Text section:
»»

What is task management and how will it help tackle NHS waiting lists?

By Dr Jo Garland

More patients than ever are waiting for hospital treatment. Prior to the pandemic, there were already 4.43 million patients in England on a waiting list for care. As of September 2023, the waiting list for hospital treatment stands at almost 7.8 million. Behind this number are patients who need to be assessed and their treatment options discussed and initiated. The delays have clinical implications for patients in terms of disease progression and also the anxiety of an uncertain outcome. 

NHS staff are exhausted, burnt out and struggling with an increased workload. 

Reasons for the long waiting lists include residual effects of the pandemic, a significantly reduced workforce and a lack of community care delaying patient discharge. It is not possible to immediately recruit enough healthcare professionals and existing staff are battling with excessive demands, so it is critical to optimise what already exists.

Give staff the right tools to do their job

There is a huge burden of administrative and time-consuming processes reducing time spent on direct patient care. Staff waste hours calling or bleeping busy colleagues to share or discuss information and chasing results from multiple digital systems. Coordinating care within and between multidisciplinary teams is inefficient, frustrating and often unsafe. 

Every NHS staff member should have access to a device that helps them manage their workload and coordinate care. An easily accessible digital list of patients that they are looking after and the tasks required, with all necessary information, integrated with other relevant systems such as EHRs or diagnostic testing platforms is essential. 

Doctor on phone

What is a task?

A task describes a piece of activity that needs to be done for a patient. It includes details of the action to be carried out, for whom it needs to be done, which person or team has been assigned the task, when it needs to be done by, location of the patient and degree of urgency. Tasks can range from a clinical review, specific treatment, request for a diagnostic test, or planning discharge.

««

Supplied material:

»»

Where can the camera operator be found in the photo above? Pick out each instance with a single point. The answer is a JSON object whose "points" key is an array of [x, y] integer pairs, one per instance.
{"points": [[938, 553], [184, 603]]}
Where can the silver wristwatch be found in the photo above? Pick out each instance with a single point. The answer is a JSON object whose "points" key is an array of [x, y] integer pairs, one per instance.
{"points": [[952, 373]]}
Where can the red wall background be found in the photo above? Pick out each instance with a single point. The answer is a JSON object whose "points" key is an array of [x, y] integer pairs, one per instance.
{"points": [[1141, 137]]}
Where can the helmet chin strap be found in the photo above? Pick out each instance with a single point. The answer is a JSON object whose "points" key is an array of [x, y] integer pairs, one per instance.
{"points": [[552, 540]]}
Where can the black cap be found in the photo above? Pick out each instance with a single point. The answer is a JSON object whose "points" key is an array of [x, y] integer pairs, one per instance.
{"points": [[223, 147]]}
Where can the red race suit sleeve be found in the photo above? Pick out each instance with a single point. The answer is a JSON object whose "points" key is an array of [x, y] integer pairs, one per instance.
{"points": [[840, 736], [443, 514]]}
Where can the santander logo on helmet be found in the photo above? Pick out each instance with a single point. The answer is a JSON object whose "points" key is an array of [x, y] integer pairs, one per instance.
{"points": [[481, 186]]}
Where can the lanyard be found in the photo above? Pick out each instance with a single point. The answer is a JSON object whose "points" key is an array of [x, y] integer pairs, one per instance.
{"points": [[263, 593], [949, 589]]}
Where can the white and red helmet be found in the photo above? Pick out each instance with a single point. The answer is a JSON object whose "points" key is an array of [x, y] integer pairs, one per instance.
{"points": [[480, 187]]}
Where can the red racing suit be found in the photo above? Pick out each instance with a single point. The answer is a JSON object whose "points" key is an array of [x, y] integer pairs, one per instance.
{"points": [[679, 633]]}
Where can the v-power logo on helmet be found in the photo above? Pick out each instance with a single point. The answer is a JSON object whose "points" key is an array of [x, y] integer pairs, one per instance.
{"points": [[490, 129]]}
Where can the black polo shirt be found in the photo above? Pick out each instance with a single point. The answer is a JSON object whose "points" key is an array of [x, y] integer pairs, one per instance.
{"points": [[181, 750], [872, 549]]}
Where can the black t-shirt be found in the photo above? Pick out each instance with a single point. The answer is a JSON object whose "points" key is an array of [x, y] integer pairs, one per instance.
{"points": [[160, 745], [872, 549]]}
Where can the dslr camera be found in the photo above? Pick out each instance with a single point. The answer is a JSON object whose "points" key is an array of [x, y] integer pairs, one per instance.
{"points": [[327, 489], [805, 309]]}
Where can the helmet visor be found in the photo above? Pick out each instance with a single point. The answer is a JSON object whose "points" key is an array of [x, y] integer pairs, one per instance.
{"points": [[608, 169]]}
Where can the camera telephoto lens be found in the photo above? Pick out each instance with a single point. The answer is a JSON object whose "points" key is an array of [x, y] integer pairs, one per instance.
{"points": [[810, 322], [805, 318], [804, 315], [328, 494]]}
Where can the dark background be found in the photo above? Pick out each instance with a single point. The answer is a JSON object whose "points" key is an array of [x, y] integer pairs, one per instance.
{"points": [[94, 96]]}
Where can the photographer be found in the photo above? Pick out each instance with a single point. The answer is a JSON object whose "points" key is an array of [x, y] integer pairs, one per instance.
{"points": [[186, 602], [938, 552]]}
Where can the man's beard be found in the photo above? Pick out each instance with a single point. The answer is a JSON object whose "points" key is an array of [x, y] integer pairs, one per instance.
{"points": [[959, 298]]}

««

Action item:
Please set down everything in the article on NHS waiting lists, from "What is task" down to "an uncertain outcome.", word for word.

Expected answer:
What is task management and how will it help tackle NHS waiting lists?

By Dr Jo Garland

More patients than ever are waiting for hospital treatment. Prior to the pandemic, there were already 4.43 million patients in England on a waiting list for care. As of September 2023, the waiting list for hospital treatment stands at almost 7.8 million. Behind this number are patients who need to be assessed and their treatment options discussed and initiated. The delays have clinical implications for patients in terms of disease progression and also the anxiety of an uncertain outcome.